--- START OF Input ---

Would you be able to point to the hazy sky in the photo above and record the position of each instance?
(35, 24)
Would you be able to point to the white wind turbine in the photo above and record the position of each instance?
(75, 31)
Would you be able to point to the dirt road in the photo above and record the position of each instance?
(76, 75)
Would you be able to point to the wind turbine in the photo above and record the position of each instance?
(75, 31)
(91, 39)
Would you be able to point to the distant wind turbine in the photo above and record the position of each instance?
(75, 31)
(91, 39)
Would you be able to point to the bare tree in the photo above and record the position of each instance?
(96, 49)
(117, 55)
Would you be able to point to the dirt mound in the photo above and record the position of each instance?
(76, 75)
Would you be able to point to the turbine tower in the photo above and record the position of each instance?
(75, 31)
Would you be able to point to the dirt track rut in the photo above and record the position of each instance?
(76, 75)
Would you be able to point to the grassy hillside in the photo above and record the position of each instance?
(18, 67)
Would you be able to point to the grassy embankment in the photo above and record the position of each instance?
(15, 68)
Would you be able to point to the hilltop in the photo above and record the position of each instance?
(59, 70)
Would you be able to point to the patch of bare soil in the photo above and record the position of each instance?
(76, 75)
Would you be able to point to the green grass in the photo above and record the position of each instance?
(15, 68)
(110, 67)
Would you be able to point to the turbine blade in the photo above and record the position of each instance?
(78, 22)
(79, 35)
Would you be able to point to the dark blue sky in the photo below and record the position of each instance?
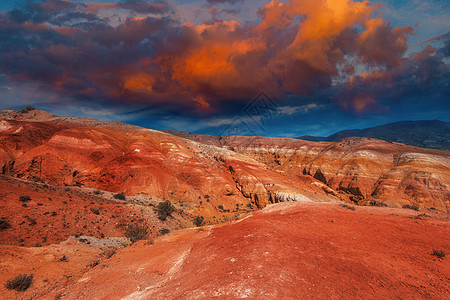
(288, 68)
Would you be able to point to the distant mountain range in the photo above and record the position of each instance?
(428, 134)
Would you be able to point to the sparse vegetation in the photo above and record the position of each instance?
(377, 203)
(4, 225)
(414, 207)
(164, 231)
(136, 232)
(348, 206)
(164, 210)
(64, 258)
(25, 198)
(19, 283)
(438, 253)
(198, 221)
(110, 252)
(120, 196)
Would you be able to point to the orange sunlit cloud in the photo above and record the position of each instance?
(298, 47)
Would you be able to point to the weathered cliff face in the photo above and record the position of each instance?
(135, 160)
(229, 171)
(362, 170)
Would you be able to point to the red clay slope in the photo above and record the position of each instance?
(285, 251)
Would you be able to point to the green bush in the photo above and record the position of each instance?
(164, 210)
(120, 196)
(198, 221)
(25, 198)
(19, 283)
(414, 207)
(348, 207)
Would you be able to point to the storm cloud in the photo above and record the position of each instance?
(300, 47)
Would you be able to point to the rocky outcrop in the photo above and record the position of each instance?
(232, 170)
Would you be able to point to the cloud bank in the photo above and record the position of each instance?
(146, 55)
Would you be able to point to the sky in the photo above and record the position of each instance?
(273, 68)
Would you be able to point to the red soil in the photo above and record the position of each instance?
(286, 251)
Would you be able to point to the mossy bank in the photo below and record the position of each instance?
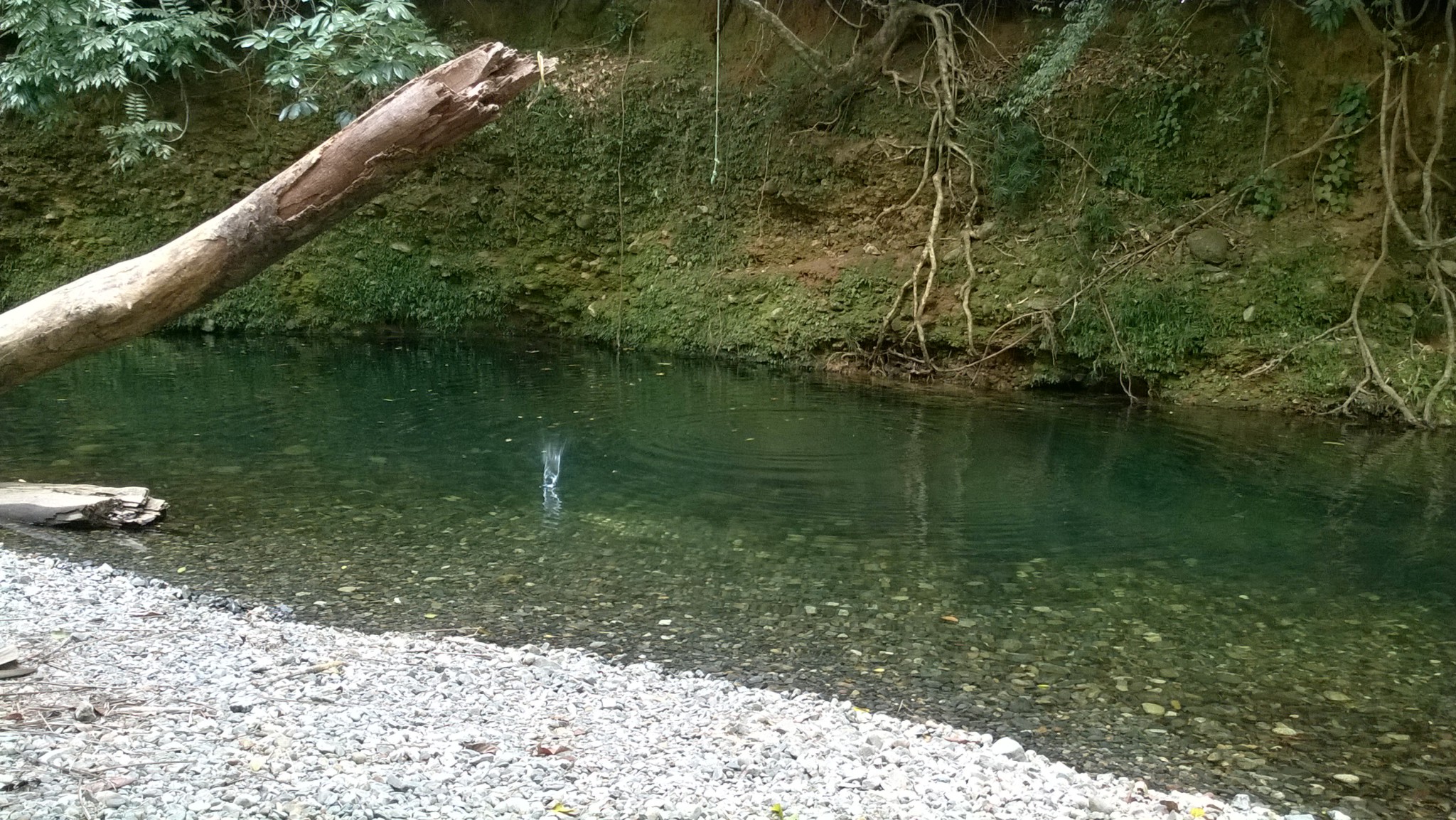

--- END OF Input ---

**Written request**
Change every "record the position of each instance" in the lines above to "note where each instance sits" and leave everything else as it is. Leave the pictures out of your answer.

**Solution to the problem**
Would you be able to point to the hazy sky in the photo above and note where each instance sits?
(35, 24)
Would you be able to point to the white wind turbine in the photo above and note where each instance sits?
(75, 31)
Would you be able to point to the dirt road in the photo above and note where each instance sits?
(76, 75)
Would you be able to point to the wind turbine in the photo above and note where each instance sits?
(75, 31)
(91, 39)
Would you be able to point to the distant wind turbine in the photo above and note where each instance sits?
(75, 31)
(91, 39)
Would you be able to point to the bare tree in the photo above and note where each instance sits?
(96, 49)
(117, 55)
Would you be able to point to the dirt mound in the photo above and note where each instance sits?
(76, 75)
Would you be able to point to the turbine tower in the photo above and note where each instance sits?
(75, 31)
Would you be able to point to the dirt track rut in the photo above and note where each instance sits?
(76, 75)
Would you be able to point to the grassy hillside in the photo above and note where each instance sits?
(18, 67)
Would you be able to point to the grassy embankment in the photo above and note where each instance sits?
(15, 68)
Would you be able to point to the hilltop in the photo above and note where each instance sits?
(59, 70)
Would you be able to point to the patch of bare soil in the photo above and note where each instance sits?
(76, 75)
Would you be able to point to the green grass in the photo above and note where each instance sits?
(15, 68)
(110, 67)
Would you be able to point to the turbine blade in the photo above and note where each instance sits?
(78, 22)
(79, 35)
Would you be able to point to the dark blue sky in the photo below and note where each instance sits?
(288, 68)
Would you be able to point to the distant mountain range in the photo above and note where each instance sits?
(428, 134)
Would you be able to point to the sparse vegetation in the photo above and note where each instance sits?
(377, 203)
(4, 225)
(414, 207)
(164, 231)
(136, 232)
(348, 206)
(164, 210)
(64, 258)
(25, 198)
(19, 283)
(438, 253)
(198, 221)
(110, 252)
(120, 196)
Would you be able to point to the orange sunlit cloud in the photo above and note where each instance sits?
(298, 47)
Would you be able to point to the weathered cliff face in the photo above and note where each instance sits?
(135, 160)
(229, 171)
(362, 170)
Would you be able to point to the red clay slope in the photo above and note where each instance sits?
(285, 251)
Would you be able to point to the green bush in the photo above and note where each instance sits?
(164, 210)
(120, 196)
(198, 221)
(25, 198)
(19, 283)
(414, 207)
(348, 207)
Would you be able to point to the storm cloud in the photo above and note where each instance sits?
(300, 47)
Would you be able to point to the rocky outcrop in the photo above and note where each instance sits?
(232, 170)
Would you be able to point to the cloud bank in the photo above and note where each instance sits?
(146, 55)
Would you be able to point to the sky in the photo above and note where each instance sits?
(273, 68)
Would you be able to point to the red soil in the photo above and note where each instance sits?
(286, 251)
Would you be able to point to the mossy bank in the photo below and note where each instance sits?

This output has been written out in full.